(PROVIDED RECORDS begins)

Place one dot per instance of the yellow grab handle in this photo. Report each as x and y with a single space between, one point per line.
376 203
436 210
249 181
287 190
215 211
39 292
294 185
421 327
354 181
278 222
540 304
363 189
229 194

(PROVIDED RECORDS ends)

**EXERCISE REQUIREMENTS**
What's wanted is each line above, transcribed with nothing altered.

**RESPONSE TO THIS TASK**
Place one dot per instance of the yellow grab handle in this photo. Report each as x and y with a single space between, one point per line.
376 203
436 210
249 181
287 190
215 211
39 292
294 185
421 327
354 181
278 222
540 304
363 189
229 194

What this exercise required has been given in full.